Exercise instructions => In the essay on socialites below, what word did Cleveland Amory coin for the social affliction he blamed on publicity?

Text extract =>
Socialites on the brink ...
Getting ready for Halloween. Photo: JH.







Socialites on the Brink. On hearing the term those harried and coddled ones, the least tolerant of misperceptions of themselves, can stiffen, bridle and bristle. Philanthropist, I hear some say: “call me a philanthropist.” Nowadays that’s the word. And in many cases it’s just as meaningless as the term socialite. Meaningless but not without definition. At least it’s not social climber. Who would wanna word like that attached to their moniker, as Walter Winchell used to ask.

The word “socialite” came into the language about 75 years ago at the very zenith of the Roaring 20s. Or just past it. All those people (with all of that money) socializing. Socialite according to your dictionary is a “socially prominent person.” Socially prominent is easy to define: you’re out there, like a privileged one, and people are noticing.

Old Mrs. Cornelius Vanderbilt, nee Grace Wilson, considered by her in-laws to be so much the living end in the socialite department that they disinherited their son, her husband.

At its inception, back in the “good ole days,” the word “socialite” also was a reference that a Mrs. Astor or a Mrs. Vanderbilt would have derided or declined because it often referred to newcomers on the scene who were certainly not “clubbable” or Social Register. “Socialite” was a catch-all term and mainly found in the tabloids where no self-respecting socialite would want her name found. Or at least would not want it known that she wanted her name found (people have always liked a little attention here and there, no matter what they protest).

By the 1940s, those early “socialites,” subject of the gossip columns, dreadful and vulgar as some might have thought them to be once upon a time, were the new generation. The word took on some gravity, thankfully. Even Vanderbilts and Astors were called socialities without their breaking out in a rash. Interestingly, Rockefellers were rarely referred to as socialites. They were just Rockefellers. As in “rich as Rockefeller.”

Dorothy Hart Hearst (later Hirshon), the first Mrs. William Paley, provoked and guided her husband's now famous art collection and orchestrated his social ascent.

By the 1950s, “society” had grown so out of hand in the eyes of the Brahmins, as in aristocrats of Boston or Philadelphia, that one of them, a very witty and bemused man named Cleveland Amory wrote a book about the brouhaha called: “Who Killed Society?” Mr. Amory had the family name to claim authority for his theory of Who Did It.

The author was from a fine old Boston family that went way back to when they first discovered the bean and the cod when the Anglos known as Puritans and Pilgrims came over and helped themselves to the Native Americans’ land. In Mr. Amory’s day, Bostonians considered all New Yorkers, and they meant all – even those horsey lockjawvians out in Locust Valley, vulgarians. Forget “socialites.” Although, as it is with New Yorkers, they didn’t care.

Mr. Amory’s “theory” (and actually he wasn’t in any way pompous enough to have regarded his observation as a theory) was that “publicity” is what did Society in. Bigtime. He even coined a word for the social affliction (although obviously it didn’t catch on): publiciety.

An authentic Boston Brahmin born Lucy Cochrane, the international celebrity CZ Guest, Vicountess of Publicity, unabashed, unannoyed and always ready for a good time.

Provided information =>
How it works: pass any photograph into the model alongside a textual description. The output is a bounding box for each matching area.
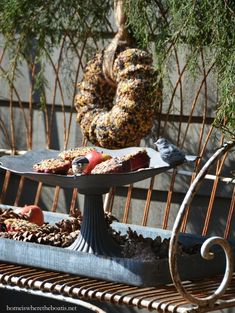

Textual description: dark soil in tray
[0,209,201,261]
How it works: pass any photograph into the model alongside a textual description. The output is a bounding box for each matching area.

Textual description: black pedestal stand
[68,194,121,257]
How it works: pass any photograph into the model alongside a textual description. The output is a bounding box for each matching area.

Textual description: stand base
[67,194,121,257]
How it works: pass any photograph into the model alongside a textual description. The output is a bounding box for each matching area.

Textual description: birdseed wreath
[75,48,160,149]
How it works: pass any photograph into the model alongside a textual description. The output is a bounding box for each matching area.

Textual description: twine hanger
[103,0,133,86]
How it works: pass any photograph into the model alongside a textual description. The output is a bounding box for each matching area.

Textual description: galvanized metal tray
[0,212,233,286]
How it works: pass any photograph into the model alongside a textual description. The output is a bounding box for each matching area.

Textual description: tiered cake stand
[0,147,173,257]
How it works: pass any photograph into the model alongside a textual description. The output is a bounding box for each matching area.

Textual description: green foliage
[125,0,235,138]
[0,0,235,137]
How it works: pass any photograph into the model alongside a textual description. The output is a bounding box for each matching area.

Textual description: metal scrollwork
[169,141,235,307]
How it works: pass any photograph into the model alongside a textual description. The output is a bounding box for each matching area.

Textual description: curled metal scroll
[169,141,235,307]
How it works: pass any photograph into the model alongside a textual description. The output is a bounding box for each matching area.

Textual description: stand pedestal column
[68,194,121,257]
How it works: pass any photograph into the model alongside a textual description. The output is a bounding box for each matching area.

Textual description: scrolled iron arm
[169,141,235,307]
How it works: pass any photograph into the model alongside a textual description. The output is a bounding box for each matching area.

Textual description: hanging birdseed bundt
[75,48,160,149]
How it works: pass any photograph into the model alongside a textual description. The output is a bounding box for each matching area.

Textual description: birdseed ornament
[75,2,161,149]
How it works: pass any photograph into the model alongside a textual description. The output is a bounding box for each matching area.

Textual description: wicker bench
[0,143,235,312]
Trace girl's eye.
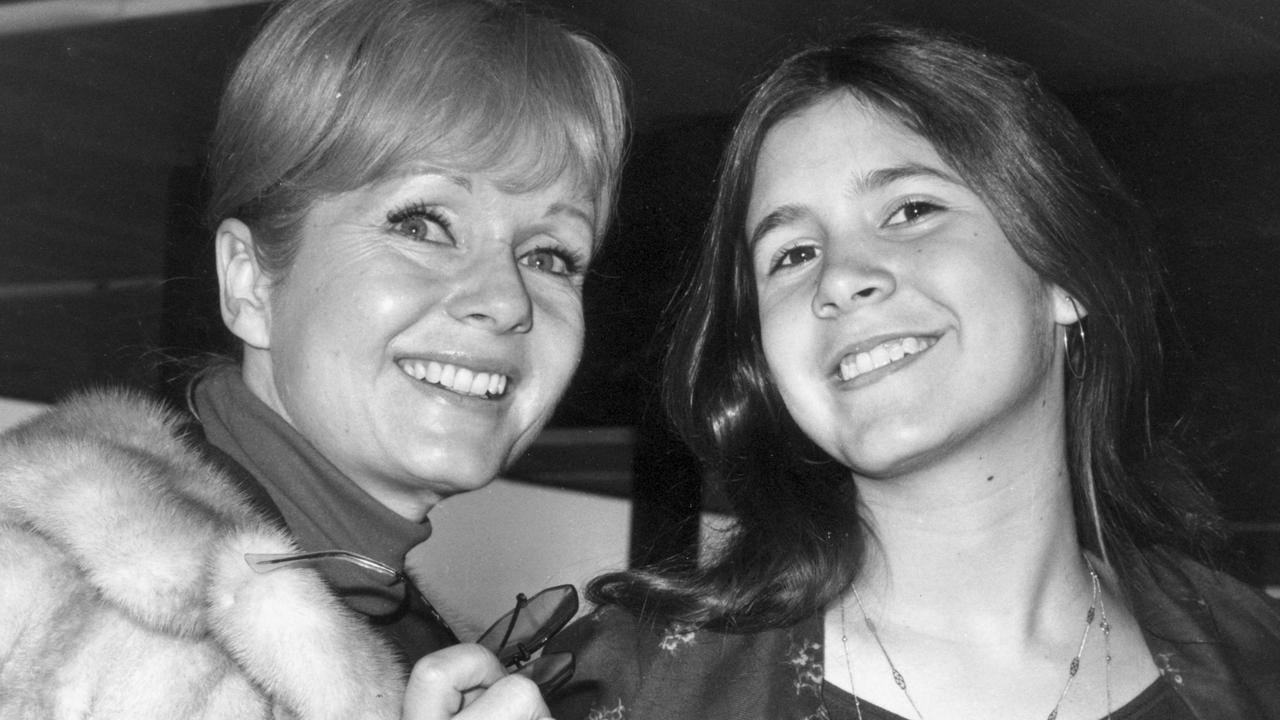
[769,245,818,273]
[884,200,942,227]
[387,205,453,245]
[520,247,582,275]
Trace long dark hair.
[589,26,1216,632]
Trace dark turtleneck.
[192,365,449,664]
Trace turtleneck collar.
[192,365,431,569]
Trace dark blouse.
[548,551,1280,720]
[822,678,1196,720]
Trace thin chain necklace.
[840,555,1111,720]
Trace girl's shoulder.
[549,606,822,720]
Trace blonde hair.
[209,0,627,277]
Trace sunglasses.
[244,550,577,694]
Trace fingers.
[454,675,550,720]
[403,644,548,720]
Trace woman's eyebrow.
[543,202,595,228]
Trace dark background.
[0,0,1280,583]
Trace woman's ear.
[1050,284,1089,327]
[215,218,271,350]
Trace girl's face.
[233,167,595,518]
[745,94,1075,477]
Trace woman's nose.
[813,240,897,318]
[449,250,534,333]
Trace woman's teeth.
[840,337,936,380]
[399,360,508,397]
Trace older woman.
[0,0,626,717]
[556,27,1280,720]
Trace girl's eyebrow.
[748,163,968,243]
[849,163,968,193]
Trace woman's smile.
[397,359,511,400]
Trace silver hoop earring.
[1062,297,1089,380]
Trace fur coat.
[0,391,403,720]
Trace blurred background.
[0,0,1280,594]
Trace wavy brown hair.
[589,26,1217,632]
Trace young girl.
[553,22,1280,720]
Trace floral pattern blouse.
[549,552,1280,720]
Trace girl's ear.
[1050,284,1089,327]
[215,219,271,350]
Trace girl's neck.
[855,448,1089,637]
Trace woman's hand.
[402,644,550,720]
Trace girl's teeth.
[840,337,933,380]
[399,360,507,397]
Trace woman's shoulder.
[0,391,402,719]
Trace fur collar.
[0,391,403,719]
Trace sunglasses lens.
[476,585,577,661]
[513,652,573,696]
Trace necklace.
[840,555,1111,720]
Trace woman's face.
[746,94,1074,477]
[242,167,595,518]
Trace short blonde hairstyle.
[209,0,627,278]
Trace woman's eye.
[771,245,818,272]
[387,206,453,245]
[884,200,942,227]
[520,247,581,275]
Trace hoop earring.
[1062,297,1089,380]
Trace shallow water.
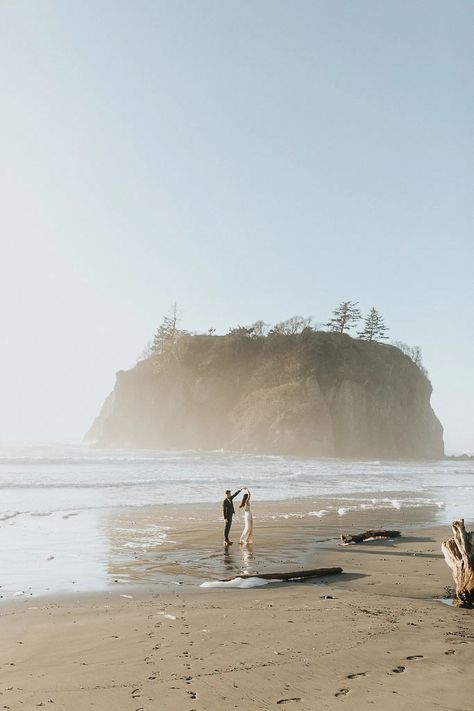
[0,445,474,599]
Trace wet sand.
[0,502,474,711]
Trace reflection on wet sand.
[98,499,446,587]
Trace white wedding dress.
[240,504,253,546]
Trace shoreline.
[0,492,460,605]
[0,506,474,711]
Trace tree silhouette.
[358,306,389,341]
[326,301,362,333]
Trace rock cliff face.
[86,329,444,459]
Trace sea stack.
[85,329,444,459]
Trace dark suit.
[222,489,242,543]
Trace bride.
[239,489,253,546]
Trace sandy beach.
[0,501,474,711]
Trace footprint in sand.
[277,696,301,704]
[392,665,405,674]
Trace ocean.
[0,444,474,600]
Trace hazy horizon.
[0,0,474,452]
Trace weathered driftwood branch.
[226,568,342,581]
[441,518,474,607]
[341,529,402,546]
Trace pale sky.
[0,0,474,451]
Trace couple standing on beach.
[223,487,253,548]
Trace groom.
[222,489,242,548]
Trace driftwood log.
[341,529,402,546]
[225,568,342,582]
[441,518,474,607]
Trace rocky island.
[85,328,444,459]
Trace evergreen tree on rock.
[358,306,389,341]
[326,301,362,333]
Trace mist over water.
[0,445,474,597]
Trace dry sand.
[0,503,474,711]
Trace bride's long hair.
[239,493,249,509]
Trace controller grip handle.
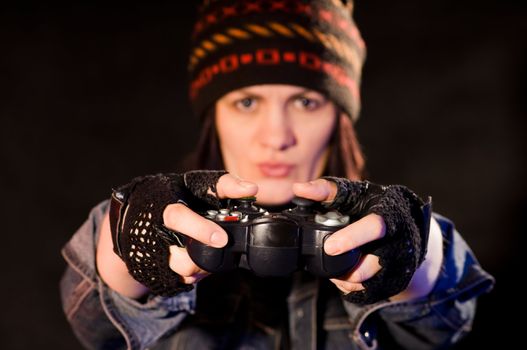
[305,230,361,278]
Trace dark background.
[0,0,527,349]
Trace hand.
[293,178,443,303]
[163,174,258,284]
[293,179,386,294]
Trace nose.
[258,109,297,151]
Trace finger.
[216,174,258,198]
[330,278,364,294]
[293,179,337,202]
[324,214,386,255]
[339,254,382,283]
[163,203,228,248]
[169,245,209,284]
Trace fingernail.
[239,181,255,188]
[210,232,228,248]
[324,240,340,255]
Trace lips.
[258,163,294,177]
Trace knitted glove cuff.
[320,177,431,304]
[110,171,226,296]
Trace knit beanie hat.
[188,0,366,121]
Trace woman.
[62,0,493,349]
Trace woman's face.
[216,85,337,204]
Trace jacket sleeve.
[345,214,494,349]
[60,201,196,350]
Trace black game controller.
[187,197,361,278]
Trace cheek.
[216,118,255,173]
[302,121,334,161]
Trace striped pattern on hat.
[188,0,366,121]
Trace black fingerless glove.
[325,177,431,304]
[110,171,226,296]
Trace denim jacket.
[61,201,494,350]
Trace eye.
[294,96,322,111]
[234,96,257,112]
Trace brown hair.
[179,107,365,180]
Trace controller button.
[207,210,218,219]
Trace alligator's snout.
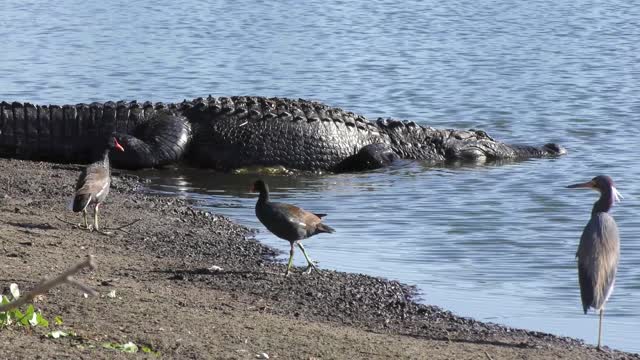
[542,143,567,155]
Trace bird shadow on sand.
[6,221,57,230]
[152,268,268,280]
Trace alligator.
[0,96,566,172]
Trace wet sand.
[0,159,640,360]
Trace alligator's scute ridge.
[0,96,565,171]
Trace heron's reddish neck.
[591,186,613,215]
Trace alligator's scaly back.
[0,96,565,171]
[183,96,388,171]
[0,101,191,168]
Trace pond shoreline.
[0,159,640,359]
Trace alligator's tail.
[0,101,191,169]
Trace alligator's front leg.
[333,143,400,172]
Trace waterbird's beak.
[567,180,596,189]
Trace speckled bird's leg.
[284,242,294,276]
[597,307,604,350]
[78,209,93,231]
[298,242,318,274]
[93,204,111,235]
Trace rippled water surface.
[0,0,640,352]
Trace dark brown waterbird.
[73,137,124,231]
[568,175,622,349]
[252,180,335,276]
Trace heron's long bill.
[567,181,596,189]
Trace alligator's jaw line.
[0,96,566,172]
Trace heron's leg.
[93,203,100,231]
[284,242,294,276]
[298,242,318,274]
[598,307,604,350]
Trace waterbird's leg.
[298,243,318,274]
[78,209,92,231]
[284,242,294,276]
[598,307,604,350]
[93,203,111,235]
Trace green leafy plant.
[0,284,49,328]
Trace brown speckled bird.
[73,137,124,231]
[252,180,335,276]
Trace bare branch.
[0,255,98,312]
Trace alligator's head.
[377,119,567,162]
[443,131,567,160]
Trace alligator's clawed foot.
[543,143,567,155]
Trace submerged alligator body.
[0,96,565,172]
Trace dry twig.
[0,255,98,312]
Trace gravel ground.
[0,159,640,359]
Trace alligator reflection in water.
[0,96,565,172]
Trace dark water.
[0,0,640,352]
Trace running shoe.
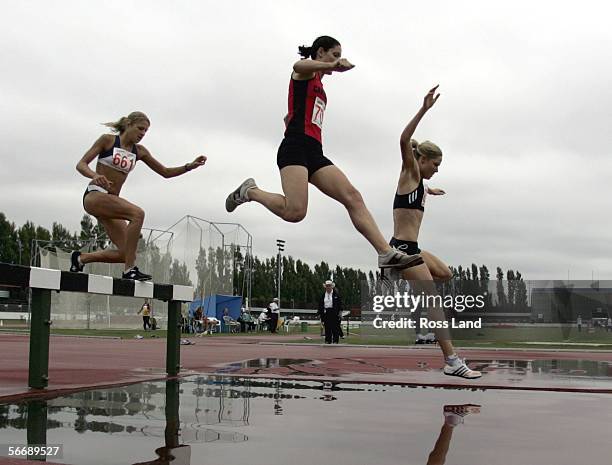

The answer => Publiciety.